● WHAT IS REQUIRED
In which lines of the data does the string "tube" appear? Copy every one.
┌─ DATA RECORDS
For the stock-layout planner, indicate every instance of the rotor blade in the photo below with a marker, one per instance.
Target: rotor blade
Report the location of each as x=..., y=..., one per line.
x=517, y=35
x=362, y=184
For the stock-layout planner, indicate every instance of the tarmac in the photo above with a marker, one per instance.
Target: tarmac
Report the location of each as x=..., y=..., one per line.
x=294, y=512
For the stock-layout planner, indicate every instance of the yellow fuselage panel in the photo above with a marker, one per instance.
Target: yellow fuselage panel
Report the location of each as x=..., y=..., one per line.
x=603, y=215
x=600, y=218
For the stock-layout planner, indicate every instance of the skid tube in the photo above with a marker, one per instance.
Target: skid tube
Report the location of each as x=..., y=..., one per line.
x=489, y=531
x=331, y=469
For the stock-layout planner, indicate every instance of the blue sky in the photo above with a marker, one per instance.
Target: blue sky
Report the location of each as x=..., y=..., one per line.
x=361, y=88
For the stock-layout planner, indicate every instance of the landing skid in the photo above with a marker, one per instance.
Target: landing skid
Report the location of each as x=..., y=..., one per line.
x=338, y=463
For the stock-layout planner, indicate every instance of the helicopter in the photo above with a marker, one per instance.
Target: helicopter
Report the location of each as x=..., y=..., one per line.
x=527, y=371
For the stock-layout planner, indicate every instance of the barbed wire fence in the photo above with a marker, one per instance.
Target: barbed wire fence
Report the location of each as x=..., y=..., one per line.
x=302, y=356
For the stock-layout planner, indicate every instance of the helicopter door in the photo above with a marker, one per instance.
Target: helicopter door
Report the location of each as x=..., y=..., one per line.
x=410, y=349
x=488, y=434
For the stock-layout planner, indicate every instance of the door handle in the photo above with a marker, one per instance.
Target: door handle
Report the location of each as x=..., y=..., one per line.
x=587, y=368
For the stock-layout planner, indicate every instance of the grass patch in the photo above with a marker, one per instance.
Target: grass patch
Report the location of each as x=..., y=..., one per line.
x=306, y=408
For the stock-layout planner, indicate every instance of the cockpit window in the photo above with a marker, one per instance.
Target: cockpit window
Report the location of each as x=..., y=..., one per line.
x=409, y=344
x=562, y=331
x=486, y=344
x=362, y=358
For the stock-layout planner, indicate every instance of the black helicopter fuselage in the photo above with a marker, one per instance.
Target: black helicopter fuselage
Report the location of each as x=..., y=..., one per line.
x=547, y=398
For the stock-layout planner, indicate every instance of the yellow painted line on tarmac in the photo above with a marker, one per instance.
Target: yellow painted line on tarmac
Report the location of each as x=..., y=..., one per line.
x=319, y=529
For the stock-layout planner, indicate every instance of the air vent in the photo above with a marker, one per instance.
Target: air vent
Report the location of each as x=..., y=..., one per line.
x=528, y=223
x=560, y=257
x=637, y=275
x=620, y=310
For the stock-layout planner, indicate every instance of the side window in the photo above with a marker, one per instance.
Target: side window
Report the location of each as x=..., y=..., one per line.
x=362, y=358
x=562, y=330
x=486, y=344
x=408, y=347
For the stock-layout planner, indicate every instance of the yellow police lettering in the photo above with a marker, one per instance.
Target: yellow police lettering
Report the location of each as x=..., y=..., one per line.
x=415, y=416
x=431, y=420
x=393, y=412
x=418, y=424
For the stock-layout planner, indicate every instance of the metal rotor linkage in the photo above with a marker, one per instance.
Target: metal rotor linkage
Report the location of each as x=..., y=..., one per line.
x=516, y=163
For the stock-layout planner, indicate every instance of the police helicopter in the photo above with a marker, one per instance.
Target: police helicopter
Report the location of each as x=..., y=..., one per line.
└─
● EXERCISE ANSWER
For the stock-layout planner, indicate every instance of the skid tube in the photo above with a marker, one per instance.
Target: skid tube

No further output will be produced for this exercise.